== Lavoro da fare ==
A) Secondo il testo citato, in che anno Marine è uscito su Seventeen?
B) Riproduci dal testo citato tutto ciò che va da "Marine, scritto da" fino a "e languido romanticismo.".

== Testo citato ==

==*==

La serra, pubblicato su Seventeen nel 1975 e scritto da Ikumi Ikeda, è un racconto dark sulla falsariga tragica dell’opera più lunga dello stesso periodo Il cuore di Thomas. La storia d’amore tra due ragazzi, ritrovatisi fratellastri dopo il matrimonio dei rispettivi genitori, è ambientata negli Stati Uniti in un passato non ben definito. Josephat è un giovane di buona famiglia che aspira a diventare scrittore, Lange è un bel ragazzo biondo di tre anni più giovane. Dopo un’iniziale titubanza, complice un’estate trascorsa spensieratamente nella villa di famiglia, i due diventano sempre più intimi fino a quando non si avventurano all’interno di una vecchia casa abbandonata e infestata da una presenza tanto affascinante quanto inquietante. L’horror gotico a tinte rosa che avevamo imparato a conoscere con Il clan dei Poe qui viene riproposto in una storia intrigante e sensuale che introduce il tema dell'amore omosessuale (inedito per l’epoca in un manga destinato al pubblico femminile) senza mai scadere nel vouyerismo, mentre sul piano dei disegni si nota uno stile dal tratto sinuoso, fresco e straripante della personalità dell’artista.

Marine, scritto da Takako Imazako e pubblicato su Seventeen nel 1977, racconta la storia di Abe Reimann, ragazzo orfano di umili origini che, grazie al duro lavoro e alla determinazione, riesce a rinfrancarsi dall’opprimente famiglia che lo ha adottato imponendosi nel mondo del tennis, sport aristocratico per eccellenza. La forza del ragazzo sembra provenire dal sentimento che prova per Marine una ragazza dagli occhi azzurri, bellissima e misteriosa, che Abe incontra sin da bambino e che lo accompagna nei momenti più importanti della sua vita. Dramma sentimentale, parabola sportiva e riscatto sociale si fondono in una struggente favola surreale intrisa di slanci poetici e languido romanticismo.

==*==

== Estratto dei dati ==

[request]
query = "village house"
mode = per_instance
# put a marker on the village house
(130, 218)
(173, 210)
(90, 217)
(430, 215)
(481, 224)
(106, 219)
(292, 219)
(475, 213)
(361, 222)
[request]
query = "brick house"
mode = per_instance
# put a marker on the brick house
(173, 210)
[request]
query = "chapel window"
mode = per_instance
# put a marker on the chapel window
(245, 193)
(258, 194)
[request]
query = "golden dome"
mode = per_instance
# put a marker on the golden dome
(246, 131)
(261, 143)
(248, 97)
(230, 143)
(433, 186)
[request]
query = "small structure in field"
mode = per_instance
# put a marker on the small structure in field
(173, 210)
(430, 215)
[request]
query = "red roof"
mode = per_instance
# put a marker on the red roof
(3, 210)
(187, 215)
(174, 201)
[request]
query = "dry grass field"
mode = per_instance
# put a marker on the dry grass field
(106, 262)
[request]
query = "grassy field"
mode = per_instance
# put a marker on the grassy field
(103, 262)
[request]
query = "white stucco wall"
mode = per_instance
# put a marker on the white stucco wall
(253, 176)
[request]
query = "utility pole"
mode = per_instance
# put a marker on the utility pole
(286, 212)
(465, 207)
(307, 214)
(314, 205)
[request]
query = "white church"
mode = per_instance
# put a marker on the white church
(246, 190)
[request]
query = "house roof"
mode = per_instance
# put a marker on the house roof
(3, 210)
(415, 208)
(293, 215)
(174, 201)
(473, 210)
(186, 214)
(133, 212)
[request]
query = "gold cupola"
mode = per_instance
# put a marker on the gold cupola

==*==

== Risposte punto per punto ==
A) Nel 1977.

B)
Marine, scritto da Takako Imazako e pubblicato su Seventeen nel 1977, racconta la storia di Abe Reimann, ragazzo orfano di umili origini che, grazie al duro lavoro e alla determinazione, riesce a rinfrancarsi dall’opprimente famiglia che lo ha adottato imponendosi nel mondo del tennis, sport aristocratico per eccellenza. La forza del ragazzo sembra provenire dal sentimento che prova per Marine una ragazza dagli occhi azzurri, bellissima e misteriosa, che Abe incontra sin da bambino e che lo accompagna nei momenti più importanti della sua vita. Dramma sentimentale, parabola sportiva e riscatto sociale si fondono in una struggente favola surreale intrisa di slanci poetici e languido romanticismo.